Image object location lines
= = = =
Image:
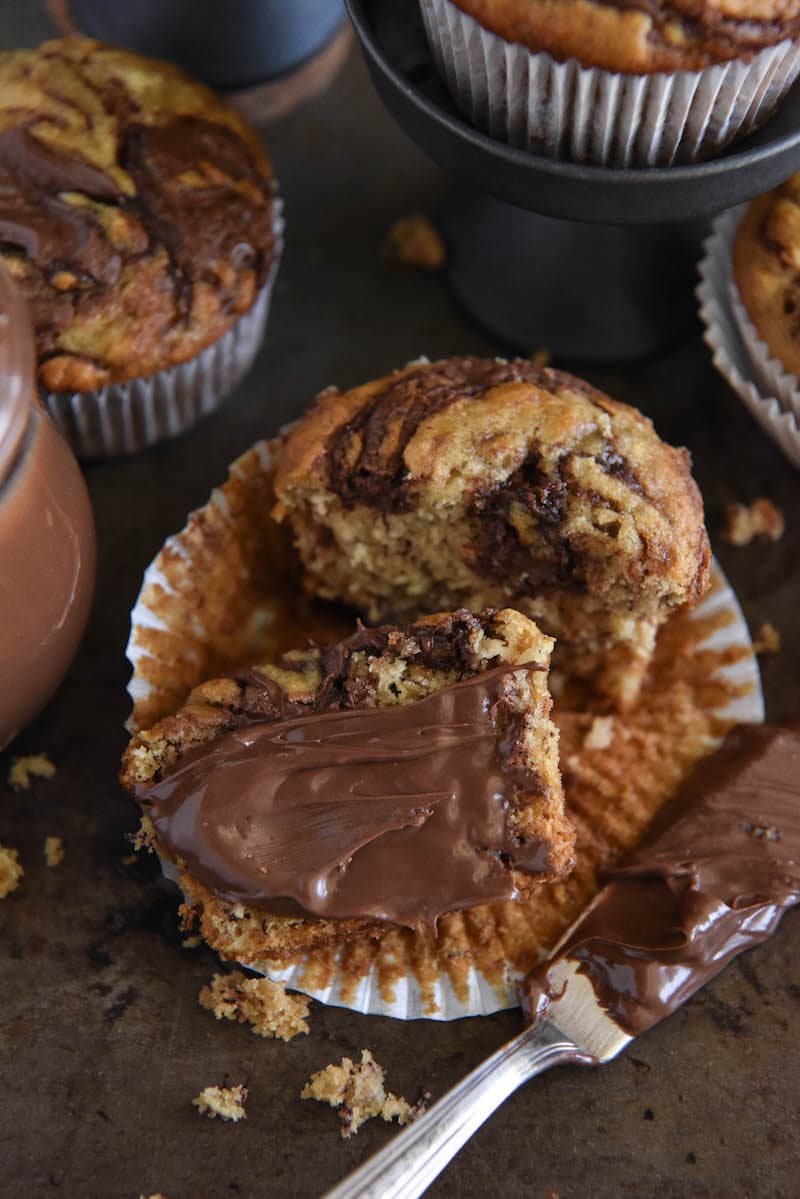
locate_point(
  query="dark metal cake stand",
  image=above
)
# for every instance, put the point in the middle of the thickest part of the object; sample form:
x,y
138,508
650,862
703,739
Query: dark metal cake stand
x,y
593,263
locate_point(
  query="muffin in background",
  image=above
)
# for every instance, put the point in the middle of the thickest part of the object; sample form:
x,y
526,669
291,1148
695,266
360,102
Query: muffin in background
x,y
139,218
620,85
767,275
476,482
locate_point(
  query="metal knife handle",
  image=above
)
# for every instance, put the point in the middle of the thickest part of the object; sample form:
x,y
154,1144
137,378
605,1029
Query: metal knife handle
= = = =
TASK DIRECTIONS: Repeat all of the lines above word for word, but leave the pictures out.

FINISHED TASK:
Image:
locate_point(
  query="dark metal cake stand",
  image=above
)
# for every instance, put the point in the middle of the thickest part of the object; sample form:
x,y
138,508
650,862
703,739
Query: dark metal cake stand
x,y
593,263
locate_point(
  query="muffin in background",
  image=above
)
# for every instance, put the point in the middle of the thickest part of the object; sample form:
x,y
526,669
291,1148
695,266
360,102
Query: muffin in background
x,y
139,218
620,85
767,275
476,482
locate_point(
  query="metal knife handle",
  image=above
)
# for every instance, put the point in the middle of the thickest part of the object; sample form:
x,y
154,1144
137,378
605,1029
Query: metal knife handle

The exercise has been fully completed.